Material supplied:
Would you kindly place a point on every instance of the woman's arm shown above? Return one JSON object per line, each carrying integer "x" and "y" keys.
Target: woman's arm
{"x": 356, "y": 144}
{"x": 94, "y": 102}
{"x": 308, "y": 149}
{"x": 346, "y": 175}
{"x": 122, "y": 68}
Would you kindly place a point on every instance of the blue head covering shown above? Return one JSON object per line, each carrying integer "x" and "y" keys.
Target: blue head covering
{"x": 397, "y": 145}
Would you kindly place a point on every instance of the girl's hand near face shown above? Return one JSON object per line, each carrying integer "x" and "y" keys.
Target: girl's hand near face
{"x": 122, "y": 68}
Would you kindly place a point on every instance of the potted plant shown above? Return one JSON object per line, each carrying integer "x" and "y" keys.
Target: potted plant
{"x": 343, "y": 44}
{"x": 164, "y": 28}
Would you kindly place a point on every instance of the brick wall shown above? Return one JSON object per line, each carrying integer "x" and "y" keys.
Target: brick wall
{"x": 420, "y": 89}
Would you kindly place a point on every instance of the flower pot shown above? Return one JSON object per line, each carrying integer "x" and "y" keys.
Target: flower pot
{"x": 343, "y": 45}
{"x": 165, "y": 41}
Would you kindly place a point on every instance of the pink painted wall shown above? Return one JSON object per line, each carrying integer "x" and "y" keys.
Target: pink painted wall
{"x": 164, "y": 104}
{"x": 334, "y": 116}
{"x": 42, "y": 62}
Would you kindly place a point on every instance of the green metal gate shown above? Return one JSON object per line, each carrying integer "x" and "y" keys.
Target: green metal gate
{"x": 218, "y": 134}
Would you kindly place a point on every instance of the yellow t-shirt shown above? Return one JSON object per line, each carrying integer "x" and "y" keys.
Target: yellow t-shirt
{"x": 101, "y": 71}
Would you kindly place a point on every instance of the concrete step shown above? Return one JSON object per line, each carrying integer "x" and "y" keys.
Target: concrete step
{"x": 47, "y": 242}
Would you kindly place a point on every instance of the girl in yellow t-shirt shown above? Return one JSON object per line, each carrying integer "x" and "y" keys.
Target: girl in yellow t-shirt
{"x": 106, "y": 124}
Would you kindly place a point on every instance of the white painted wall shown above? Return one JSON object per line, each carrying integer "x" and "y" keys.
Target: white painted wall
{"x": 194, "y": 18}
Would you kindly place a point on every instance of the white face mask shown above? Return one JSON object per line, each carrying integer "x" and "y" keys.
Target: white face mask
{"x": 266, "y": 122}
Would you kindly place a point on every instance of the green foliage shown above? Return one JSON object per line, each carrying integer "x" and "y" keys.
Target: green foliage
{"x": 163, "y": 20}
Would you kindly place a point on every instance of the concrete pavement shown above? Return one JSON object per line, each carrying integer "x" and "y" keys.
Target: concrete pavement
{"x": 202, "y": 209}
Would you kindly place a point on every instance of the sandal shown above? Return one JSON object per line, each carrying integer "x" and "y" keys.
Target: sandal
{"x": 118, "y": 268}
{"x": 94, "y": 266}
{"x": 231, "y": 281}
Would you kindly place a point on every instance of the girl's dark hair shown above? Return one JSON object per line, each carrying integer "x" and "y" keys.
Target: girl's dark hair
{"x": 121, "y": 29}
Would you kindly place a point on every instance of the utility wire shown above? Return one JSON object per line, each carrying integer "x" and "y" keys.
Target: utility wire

Exercise description:
Rewrite the rows starting at the line that contains "the girl's dark" and ending at the last of the rows, replacing "utility wire" with "power cable" and leaving everything else unchanged.

Result of the exercise:
Would you kindly place a point on every instance of the girl's dark hair shown above? Return one JSON object per line, each carrying integer "x" and "y" keys.
Target: girl's dark hair
{"x": 121, "y": 29}
Would you kindly place a point on every instance of the power cable shown above? Return one JSON object per line, each carrying integer "x" and "y" keys.
Target: power cable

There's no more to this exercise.